Work required: Copy the lines from the start of the records below through the line containing "Target: tall tree", both included, and leave out the pictures.

Data shown:
━━━━
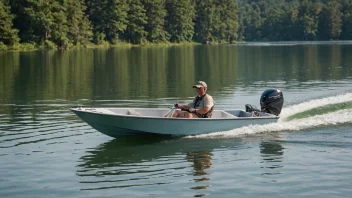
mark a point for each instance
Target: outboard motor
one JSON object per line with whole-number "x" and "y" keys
{"x": 271, "y": 101}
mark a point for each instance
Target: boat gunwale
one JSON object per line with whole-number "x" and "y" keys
{"x": 273, "y": 117}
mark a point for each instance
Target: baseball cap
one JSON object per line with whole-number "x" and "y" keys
{"x": 200, "y": 84}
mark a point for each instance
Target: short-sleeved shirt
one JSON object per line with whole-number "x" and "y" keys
{"x": 206, "y": 101}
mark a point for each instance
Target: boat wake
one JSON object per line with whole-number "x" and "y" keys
{"x": 312, "y": 114}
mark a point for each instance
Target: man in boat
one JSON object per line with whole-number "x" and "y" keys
{"x": 201, "y": 107}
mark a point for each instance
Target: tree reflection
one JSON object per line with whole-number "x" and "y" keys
{"x": 272, "y": 153}
{"x": 201, "y": 161}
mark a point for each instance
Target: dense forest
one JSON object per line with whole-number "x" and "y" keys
{"x": 62, "y": 24}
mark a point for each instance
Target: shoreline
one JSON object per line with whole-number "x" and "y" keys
{"x": 28, "y": 47}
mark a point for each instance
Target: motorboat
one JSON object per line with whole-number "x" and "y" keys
{"x": 116, "y": 122}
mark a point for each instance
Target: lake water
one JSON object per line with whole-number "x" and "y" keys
{"x": 46, "y": 151}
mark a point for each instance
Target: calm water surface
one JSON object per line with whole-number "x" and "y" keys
{"x": 46, "y": 151}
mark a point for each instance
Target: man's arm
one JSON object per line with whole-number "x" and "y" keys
{"x": 185, "y": 107}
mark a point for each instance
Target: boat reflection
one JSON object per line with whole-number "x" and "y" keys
{"x": 201, "y": 161}
{"x": 272, "y": 154}
{"x": 149, "y": 160}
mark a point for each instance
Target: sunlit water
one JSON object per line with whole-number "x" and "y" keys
{"x": 46, "y": 151}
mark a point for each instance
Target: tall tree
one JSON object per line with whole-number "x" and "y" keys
{"x": 207, "y": 20}
{"x": 333, "y": 18}
{"x": 346, "y": 33}
{"x": 137, "y": 19}
{"x": 48, "y": 21}
{"x": 179, "y": 20}
{"x": 156, "y": 13}
{"x": 80, "y": 31}
{"x": 108, "y": 17}
{"x": 309, "y": 11}
{"x": 228, "y": 23}
{"x": 252, "y": 22}
{"x": 8, "y": 35}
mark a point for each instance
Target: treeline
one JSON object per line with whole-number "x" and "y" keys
{"x": 295, "y": 20}
{"x": 66, "y": 23}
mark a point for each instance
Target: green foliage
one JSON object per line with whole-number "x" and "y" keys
{"x": 79, "y": 29}
{"x": 156, "y": 13}
{"x": 207, "y": 20}
{"x": 28, "y": 46}
{"x": 180, "y": 15}
{"x": 8, "y": 35}
{"x": 65, "y": 23}
{"x": 137, "y": 19}
{"x": 347, "y": 21}
{"x": 228, "y": 23}
{"x": 309, "y": 18}
{"x": 3, "y": 47}
{"x": 108, "y": 17}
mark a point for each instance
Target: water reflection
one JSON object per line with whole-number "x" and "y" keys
{"x": 143, "y": 161}
{"x": 201, "y": 162}
{"x": 272, "y": 154}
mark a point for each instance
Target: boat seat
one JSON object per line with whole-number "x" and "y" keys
{"x": 133, "y": 112}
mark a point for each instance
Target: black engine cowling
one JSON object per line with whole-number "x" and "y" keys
{"x": 271, "y": 101}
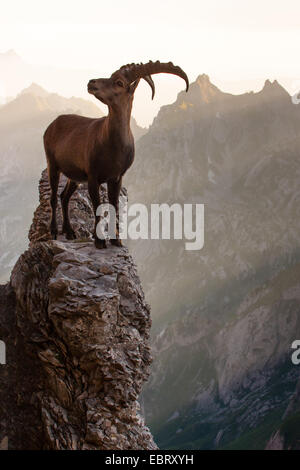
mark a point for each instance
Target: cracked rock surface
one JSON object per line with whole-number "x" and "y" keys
{"x": 77, "y": 336}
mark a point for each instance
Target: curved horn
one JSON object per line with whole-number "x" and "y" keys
{"x": 133, "y": 71}
{"x": 150, "y": 82}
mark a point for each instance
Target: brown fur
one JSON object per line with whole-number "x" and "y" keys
{"x": 92, "y": 150}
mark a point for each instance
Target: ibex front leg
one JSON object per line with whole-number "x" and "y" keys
{"x": 53, "y": 175}
{"x": 93, "y": 187}
{"x": 113, "y": 188}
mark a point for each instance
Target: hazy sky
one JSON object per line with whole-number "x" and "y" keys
{"x": 230, "y": 40}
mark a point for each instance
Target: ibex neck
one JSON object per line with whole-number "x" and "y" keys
{"x": 119, "y": 122}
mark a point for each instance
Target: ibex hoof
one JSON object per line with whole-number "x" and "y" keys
{"x": 70, "y": 235}
{"x": 116, "y": 242}
{"x": 54, "y": 234}
{"x": 100, "y": 244}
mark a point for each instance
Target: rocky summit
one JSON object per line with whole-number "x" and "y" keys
{"x": 76, "y": 328}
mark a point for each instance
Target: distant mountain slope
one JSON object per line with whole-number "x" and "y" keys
{"x": 22, "y": 124}
{"x": 225, "y": 316}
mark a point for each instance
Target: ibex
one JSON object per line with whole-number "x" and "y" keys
{"x": 98, "y": 150}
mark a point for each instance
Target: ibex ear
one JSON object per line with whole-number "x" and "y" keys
{"x": 133, "y": 86}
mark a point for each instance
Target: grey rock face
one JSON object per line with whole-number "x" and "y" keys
{"x": 82, "y": 335}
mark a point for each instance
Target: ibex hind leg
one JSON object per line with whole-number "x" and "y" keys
{"x": 65, "y": 197}
{"x": 53, "y": 175}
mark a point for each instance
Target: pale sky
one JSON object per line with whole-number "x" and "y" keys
{"x": 233, "y": 41}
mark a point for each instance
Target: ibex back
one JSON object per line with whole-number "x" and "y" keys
{"x": 98, "y": 150}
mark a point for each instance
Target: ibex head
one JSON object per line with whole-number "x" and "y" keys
{"x": 122, "y": 84}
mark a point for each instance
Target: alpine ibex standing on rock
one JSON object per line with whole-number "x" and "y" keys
{"x": 98, "y": 150}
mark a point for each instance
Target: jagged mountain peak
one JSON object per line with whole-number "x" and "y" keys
{"x": 203, "y": 88}
{"x": 274, "y": 88}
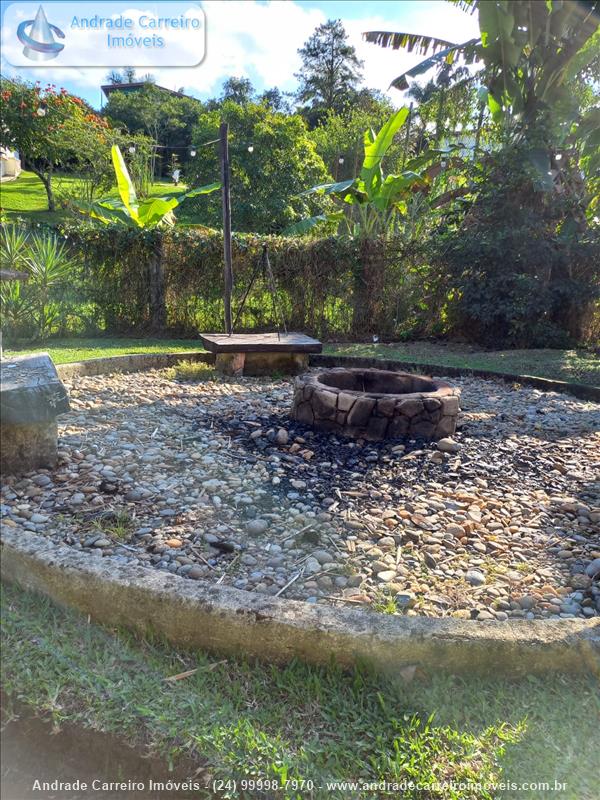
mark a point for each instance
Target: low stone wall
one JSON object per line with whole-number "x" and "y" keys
{"x": 428, "y": 410}
{"x": 581, "y": 390}
{"x": 236, "y": 622}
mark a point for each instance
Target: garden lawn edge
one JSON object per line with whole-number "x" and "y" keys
{"x": 199, "y": 614}
{"x": 147, "y": 361}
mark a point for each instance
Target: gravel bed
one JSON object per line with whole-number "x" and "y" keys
{"x": 214, "y": 481}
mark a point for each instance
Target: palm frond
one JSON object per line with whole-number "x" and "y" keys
{"x": 467, "y": 51}
{"x": 407, "y": 41}
{"x": 470, "y": 6}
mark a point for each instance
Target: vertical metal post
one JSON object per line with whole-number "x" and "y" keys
{"x": 228, "y": 266}
{"x": 407, "y": 135}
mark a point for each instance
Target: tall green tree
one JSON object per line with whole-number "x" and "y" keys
{"x": 331, "y": 70}
{"x": 51, "y": 129}
{"x": 238, "y": 90}
{"x": 165, "y": 117}
{"x": 272, "y": 162}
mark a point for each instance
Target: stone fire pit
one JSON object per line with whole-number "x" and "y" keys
{"x": 376, "y": 404}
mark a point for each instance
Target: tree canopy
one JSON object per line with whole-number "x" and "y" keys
{"x": 273, "y": 161}
{"x": 331, "y": 70}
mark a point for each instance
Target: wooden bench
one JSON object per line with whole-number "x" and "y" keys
{"x": 260, "y": 353}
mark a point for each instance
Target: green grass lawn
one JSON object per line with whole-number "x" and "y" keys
{"x": 576, "y": 366}
{"x": 301, "y": 722}
{"x": 26, "y": 197}
{"x": 64, "y": 351}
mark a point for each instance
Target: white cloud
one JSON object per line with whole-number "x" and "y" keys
{"x": 260, "y": 41}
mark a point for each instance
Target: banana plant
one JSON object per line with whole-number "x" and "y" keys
{"x": 127, "y": 210}
{"x": 374, "y": 204}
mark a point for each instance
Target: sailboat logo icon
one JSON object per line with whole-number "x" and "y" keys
{"x": 38, "y": 37}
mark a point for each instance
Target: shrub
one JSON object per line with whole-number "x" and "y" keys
{"x": 521, "y": 267}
━━━━
Response area:
mark a point for each instance
Target: outboard motor
one JSON object per line with whole-number "x" and "y" keys
{"x": 271, "y": 101}
mark a point for each instance
Target: boat gunwale
one JSON object per line with whole-number "x" and "y" keys
{"x": 273, "y": 117}
mark a point for each instance
Target: baseball cap
one JSON object per line with whole-number "x" and "y" keys
{"x": 200, "y": 84}
mark a point for each instance
Target: short-sleeved shirt
one JSON object per line with whole-number "x" and "y" keys
{"x": 206, "y": 101}
mark a point for each instance
Target: boat wake
one JSON object per line with whole-number "x" and "y" keys
{"x": 312, "y": 114}
mark a point for each instance
Target: man in boat
one JSON object per line with whole-number "x" and "y" keys
{"x": 201, "y": 107}
mark a point for each instance
Target: tree reflection
one JSON object per line with whole-number "x" and "y" keys
{"x": 272, "y": 153}
{"x": 201, "y": 161}
mark a point for each instance
Target: dense forest
one JSON object per line with whole-number "x" and "y" keys
{"x": 62, "y": 24}
mark a point for each instance
Target: shoreline
one JSON object per line with whole-number "x" and "y" keys
{"x": 28, "y": 47}
mark a point for each instance
Target: motorboat
one JSON object per line with whole-number "x" and "y" keys
{"x": 116, "y": 122}
mark a point for each instance
Target: lake water
one JSON object per line with whole-number "x" and "y" keys
{"x": 46, "y": 151}
mark a point for each instance
Target: calm water surface
one JSON object per line with whole-number "x" and "y" keys
{"x": 46, "y": 151}
mark a point for each instance
Target: man's arm
one JSON object per line with whole-number "x" and "y" keys
{"x": 185, "y": 107}
mark a point for each instance
Target: boat reflection
one JSON object per line with whole-number "x" and "y" keys
{"x": 201, "y": 161}
{"x": 272, "y": 154}
{"x": 149, "y": 160}
mark a point for each instance
Target: sunlit water
one JSON object per line with whole-number "x" and "y" keys
{"x": 46, "y": 151}
mark a point for each instance
Target: tall tree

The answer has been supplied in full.